§ **Work to be completed**: Lay out the lines from the one containing "Target: domed ceiling" through the end of the records, both included, as a Markdown table with the columns Number and Record line. Leave out blank lines.
▼▼▼
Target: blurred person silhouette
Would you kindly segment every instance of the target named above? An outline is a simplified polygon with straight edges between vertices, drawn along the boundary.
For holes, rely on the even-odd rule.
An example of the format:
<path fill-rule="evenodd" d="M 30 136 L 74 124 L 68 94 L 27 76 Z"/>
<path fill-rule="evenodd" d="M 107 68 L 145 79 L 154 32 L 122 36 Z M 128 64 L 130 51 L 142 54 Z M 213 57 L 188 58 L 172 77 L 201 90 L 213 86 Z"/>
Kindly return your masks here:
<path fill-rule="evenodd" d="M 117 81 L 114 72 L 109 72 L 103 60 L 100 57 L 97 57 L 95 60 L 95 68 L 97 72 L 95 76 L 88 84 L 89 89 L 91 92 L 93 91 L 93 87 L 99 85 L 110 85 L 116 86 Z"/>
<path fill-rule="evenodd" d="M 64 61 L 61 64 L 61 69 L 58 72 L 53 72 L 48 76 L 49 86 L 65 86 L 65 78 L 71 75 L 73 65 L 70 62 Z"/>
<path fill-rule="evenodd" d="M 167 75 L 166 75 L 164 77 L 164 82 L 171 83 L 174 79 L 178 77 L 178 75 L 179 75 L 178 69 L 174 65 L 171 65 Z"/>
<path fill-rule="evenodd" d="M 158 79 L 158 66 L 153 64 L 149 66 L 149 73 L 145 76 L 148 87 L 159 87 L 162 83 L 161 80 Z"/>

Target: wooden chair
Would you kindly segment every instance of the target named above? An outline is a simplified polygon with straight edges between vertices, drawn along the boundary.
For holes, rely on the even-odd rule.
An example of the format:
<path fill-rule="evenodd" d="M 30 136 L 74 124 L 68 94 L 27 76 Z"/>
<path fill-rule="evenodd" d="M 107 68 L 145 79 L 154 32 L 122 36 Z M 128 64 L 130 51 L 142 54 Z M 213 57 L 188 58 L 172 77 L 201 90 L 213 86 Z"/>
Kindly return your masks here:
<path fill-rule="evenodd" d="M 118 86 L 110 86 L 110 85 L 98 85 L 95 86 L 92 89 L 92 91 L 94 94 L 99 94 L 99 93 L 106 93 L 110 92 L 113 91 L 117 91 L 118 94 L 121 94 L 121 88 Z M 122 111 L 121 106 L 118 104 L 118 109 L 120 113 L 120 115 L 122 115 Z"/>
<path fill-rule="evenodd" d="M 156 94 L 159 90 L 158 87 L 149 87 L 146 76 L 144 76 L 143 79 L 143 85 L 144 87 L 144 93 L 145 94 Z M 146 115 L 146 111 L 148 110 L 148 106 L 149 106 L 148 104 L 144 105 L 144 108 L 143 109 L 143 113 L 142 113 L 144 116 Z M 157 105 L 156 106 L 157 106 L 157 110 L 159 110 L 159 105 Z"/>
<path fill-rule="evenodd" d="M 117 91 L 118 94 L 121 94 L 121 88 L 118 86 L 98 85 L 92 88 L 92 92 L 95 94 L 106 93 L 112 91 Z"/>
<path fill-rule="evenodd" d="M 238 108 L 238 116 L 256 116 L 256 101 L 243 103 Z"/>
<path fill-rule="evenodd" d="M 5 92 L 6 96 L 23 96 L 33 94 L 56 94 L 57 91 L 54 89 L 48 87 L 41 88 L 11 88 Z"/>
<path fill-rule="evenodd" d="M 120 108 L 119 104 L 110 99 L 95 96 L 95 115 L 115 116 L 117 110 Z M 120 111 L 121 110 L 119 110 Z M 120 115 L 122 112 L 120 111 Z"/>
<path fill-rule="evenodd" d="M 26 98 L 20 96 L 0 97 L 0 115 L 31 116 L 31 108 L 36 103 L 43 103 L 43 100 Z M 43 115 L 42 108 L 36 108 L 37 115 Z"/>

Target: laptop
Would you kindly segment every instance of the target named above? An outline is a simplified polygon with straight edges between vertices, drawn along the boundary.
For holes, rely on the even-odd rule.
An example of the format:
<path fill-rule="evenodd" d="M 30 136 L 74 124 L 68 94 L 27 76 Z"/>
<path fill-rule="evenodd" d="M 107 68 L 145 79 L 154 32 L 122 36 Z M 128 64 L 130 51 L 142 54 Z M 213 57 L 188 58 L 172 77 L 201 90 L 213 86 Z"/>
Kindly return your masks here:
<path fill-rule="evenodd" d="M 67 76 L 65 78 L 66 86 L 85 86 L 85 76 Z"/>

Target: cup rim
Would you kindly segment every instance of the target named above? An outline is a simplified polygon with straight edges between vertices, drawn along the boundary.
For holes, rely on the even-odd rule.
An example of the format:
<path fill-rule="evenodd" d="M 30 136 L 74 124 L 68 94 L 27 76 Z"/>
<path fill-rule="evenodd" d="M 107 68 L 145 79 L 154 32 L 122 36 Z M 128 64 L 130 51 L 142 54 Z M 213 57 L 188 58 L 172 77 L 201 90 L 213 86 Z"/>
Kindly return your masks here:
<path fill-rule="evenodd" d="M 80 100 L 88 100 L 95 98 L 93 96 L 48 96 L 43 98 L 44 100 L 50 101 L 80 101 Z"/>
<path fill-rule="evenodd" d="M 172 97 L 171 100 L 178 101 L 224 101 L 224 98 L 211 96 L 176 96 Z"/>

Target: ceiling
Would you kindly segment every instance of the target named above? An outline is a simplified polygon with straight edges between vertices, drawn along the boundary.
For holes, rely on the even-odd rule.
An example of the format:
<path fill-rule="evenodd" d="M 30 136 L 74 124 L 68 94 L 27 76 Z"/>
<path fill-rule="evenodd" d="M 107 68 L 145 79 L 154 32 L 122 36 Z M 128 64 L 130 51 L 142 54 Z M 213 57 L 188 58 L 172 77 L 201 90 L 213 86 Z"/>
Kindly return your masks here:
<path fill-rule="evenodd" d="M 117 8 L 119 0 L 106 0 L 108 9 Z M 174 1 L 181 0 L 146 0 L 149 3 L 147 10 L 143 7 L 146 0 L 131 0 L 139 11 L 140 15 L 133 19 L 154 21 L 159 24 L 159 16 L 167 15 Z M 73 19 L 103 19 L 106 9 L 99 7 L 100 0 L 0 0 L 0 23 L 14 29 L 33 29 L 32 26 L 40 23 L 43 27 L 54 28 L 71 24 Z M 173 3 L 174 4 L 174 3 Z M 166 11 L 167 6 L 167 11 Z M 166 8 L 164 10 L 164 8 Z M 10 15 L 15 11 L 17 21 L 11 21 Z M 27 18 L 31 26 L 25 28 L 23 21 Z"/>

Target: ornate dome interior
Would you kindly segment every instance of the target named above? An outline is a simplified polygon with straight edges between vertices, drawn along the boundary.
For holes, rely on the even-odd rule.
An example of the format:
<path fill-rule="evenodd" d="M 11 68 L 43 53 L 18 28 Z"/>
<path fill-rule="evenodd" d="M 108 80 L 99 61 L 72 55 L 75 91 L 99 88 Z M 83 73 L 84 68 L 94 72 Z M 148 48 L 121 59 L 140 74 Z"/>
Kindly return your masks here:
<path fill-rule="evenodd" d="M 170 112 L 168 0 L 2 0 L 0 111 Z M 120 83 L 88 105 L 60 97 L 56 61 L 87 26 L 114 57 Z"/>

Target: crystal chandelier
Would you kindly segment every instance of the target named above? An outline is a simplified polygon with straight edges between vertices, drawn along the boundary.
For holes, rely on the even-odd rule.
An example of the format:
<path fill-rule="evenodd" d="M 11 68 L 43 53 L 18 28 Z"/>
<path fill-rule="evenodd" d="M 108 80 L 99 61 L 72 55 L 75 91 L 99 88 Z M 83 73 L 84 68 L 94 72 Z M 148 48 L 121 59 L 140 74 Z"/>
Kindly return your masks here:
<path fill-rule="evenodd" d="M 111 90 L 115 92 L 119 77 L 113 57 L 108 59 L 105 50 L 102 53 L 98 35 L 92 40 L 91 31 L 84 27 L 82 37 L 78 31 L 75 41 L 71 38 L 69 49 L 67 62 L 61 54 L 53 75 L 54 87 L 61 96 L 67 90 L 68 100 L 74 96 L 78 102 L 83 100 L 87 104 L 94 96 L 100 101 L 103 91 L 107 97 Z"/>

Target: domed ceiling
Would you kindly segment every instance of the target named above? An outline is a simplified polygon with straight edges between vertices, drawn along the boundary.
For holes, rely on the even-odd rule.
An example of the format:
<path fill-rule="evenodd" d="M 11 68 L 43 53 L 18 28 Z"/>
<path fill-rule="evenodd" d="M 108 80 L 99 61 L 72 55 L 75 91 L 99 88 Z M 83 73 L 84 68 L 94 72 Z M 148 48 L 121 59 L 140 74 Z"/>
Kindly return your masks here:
▲▲▲
§ **Solution for this exercise**:
| Number | Record line |
|---|---|
| 1 | Target: domed ceiling |
| 2 | Would you kindly segment every instance of the target named above? An outline is a simplified polygon with straight edges between vertices, drawn along the boundary. |
| 3 | For holes, rely on the even-odd rule. |
| 4 | An example of the format: |
| 5 | <path fill-rule="evenodd" d="M 11 68 L 43 53 L 18 28 Z"/> |
| 6 | <path fill-rule="evenodd" d="M 108 80 L 99 61 L 72 55 L 75 91 L 99 88 Z M 83 73 L 84 68 L 94 72 Z M 148 48 L 121 59 L 140 74 Z"/> |
| 7 | Kindly return your masks here: |